> WHAT IS REQUIRED: Write out the passage on monolithic applications word for word, starting with "Before we jump" and going on through "of monolithic applications.".
* start EXCERPTED TEXT *
Before we jump and try to explore the practices we must master in order to successfully implement microservices architecture, let us briefly refresh our understanding of monolithic applications.
Monolithic application is built as a single unit that, with time, increases its size. While the increase in features is bound to result in increase of the system’s complexity, monolithic architecture tends to exponentially multiply that complexity. The reason behind that is partly due to layering approach that tends to be enforced to all use cases. You start with a design that has, let’s say, four layers; API, business layer (BL), data access layer (DAL) and database itself. Once that is established, you make a rule that all new features should be developed in a way that all the layers are used. It makes perfect sense. Feature one receives a request through the API layer, that passes to the business layer which in turn goes to the data access layer so that it reaches the database. Once we reach the bottom, the direction changes so that the response is produced. Database returns some data to the DAL, DAL passes it to BL and from there is sent to API that generates the response. It sounds logical (for a while).
More and more features are developed that way but with time things stop being linear. The direction soon stops being purely vertical and we start having diagonal relations. A single API class starts calling multiple BL classes which in turn might need to invoke several DAL classes and deal with multiple database entities. Communication starts being not only vertical but also diagonal. More and more methods from multiple classes are invoked making the code more and more coupled.
Many of you will say at this point that this happens because there is no well established governance and that it can all be fixed with better code reviews. Sometimes it can be fixed. More often it can be made less coupled. People start taking shortcuts. It is in our nature to do that especially when faced with tight deadlines.
* end EXCERPTED TEXT *
* start DATA SUPPLIED *
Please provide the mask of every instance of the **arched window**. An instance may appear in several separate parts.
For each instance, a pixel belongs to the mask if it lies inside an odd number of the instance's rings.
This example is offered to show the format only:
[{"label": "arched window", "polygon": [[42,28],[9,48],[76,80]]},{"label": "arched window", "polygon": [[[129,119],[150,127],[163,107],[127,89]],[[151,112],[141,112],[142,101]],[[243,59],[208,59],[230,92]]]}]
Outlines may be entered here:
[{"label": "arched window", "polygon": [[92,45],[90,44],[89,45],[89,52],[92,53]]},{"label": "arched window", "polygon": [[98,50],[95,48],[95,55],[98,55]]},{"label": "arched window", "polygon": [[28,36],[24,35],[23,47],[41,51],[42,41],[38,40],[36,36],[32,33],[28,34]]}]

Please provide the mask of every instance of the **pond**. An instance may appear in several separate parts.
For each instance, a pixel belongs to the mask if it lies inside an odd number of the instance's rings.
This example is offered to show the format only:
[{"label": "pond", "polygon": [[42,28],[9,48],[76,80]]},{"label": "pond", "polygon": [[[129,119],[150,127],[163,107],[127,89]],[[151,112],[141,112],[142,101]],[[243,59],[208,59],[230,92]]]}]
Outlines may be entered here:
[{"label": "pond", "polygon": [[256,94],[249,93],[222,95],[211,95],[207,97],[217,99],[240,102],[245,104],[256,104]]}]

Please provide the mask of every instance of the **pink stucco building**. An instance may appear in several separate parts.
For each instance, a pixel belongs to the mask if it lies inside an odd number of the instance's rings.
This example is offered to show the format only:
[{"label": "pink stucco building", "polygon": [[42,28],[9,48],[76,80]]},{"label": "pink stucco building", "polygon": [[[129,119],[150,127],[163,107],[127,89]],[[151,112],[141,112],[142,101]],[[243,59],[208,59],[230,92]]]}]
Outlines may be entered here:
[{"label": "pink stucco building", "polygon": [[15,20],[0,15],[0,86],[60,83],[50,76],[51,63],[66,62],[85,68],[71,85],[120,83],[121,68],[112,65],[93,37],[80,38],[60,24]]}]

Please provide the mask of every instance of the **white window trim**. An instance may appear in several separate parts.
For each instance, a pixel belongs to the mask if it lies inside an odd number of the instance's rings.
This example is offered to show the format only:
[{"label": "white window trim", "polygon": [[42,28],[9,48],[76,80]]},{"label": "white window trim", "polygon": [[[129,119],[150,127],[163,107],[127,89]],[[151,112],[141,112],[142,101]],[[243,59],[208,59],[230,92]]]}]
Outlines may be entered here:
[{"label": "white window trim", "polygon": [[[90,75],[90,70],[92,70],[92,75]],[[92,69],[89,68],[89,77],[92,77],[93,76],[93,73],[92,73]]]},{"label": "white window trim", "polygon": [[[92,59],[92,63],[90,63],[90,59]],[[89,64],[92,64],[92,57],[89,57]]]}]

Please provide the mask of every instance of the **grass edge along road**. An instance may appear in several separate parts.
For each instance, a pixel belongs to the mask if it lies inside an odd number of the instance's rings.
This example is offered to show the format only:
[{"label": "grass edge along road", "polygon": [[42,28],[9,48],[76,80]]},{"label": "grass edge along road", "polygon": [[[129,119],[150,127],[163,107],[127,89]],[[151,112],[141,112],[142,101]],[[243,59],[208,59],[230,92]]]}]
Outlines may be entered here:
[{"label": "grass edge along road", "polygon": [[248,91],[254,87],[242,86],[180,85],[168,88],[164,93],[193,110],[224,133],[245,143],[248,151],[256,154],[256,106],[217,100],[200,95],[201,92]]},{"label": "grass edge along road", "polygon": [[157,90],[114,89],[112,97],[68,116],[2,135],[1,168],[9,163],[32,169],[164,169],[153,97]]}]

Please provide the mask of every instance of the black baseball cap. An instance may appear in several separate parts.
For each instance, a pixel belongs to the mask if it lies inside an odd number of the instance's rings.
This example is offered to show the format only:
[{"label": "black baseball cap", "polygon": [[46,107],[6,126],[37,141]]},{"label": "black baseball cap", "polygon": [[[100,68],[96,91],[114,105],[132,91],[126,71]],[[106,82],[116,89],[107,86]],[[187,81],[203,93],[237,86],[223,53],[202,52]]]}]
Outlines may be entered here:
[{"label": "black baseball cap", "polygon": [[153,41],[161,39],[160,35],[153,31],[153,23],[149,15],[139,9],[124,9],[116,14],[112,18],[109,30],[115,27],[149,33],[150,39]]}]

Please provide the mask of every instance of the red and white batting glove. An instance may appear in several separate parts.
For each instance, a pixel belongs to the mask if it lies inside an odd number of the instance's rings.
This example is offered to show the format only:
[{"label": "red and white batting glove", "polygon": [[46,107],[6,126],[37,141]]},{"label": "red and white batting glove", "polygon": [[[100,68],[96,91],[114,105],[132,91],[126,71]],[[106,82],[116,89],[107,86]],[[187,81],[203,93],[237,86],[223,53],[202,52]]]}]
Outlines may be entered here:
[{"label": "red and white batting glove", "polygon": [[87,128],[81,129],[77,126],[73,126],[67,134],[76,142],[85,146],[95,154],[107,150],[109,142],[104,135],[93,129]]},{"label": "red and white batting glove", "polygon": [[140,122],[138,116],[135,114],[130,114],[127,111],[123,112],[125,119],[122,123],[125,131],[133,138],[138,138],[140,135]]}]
* end DATA SUPPLIED *
> COMPLETE RESPONSE:
Before we jump and try to explore the practices we must master in order to successfully implement microservices architecture, let us briefly refresh our understanding of monolithic applications.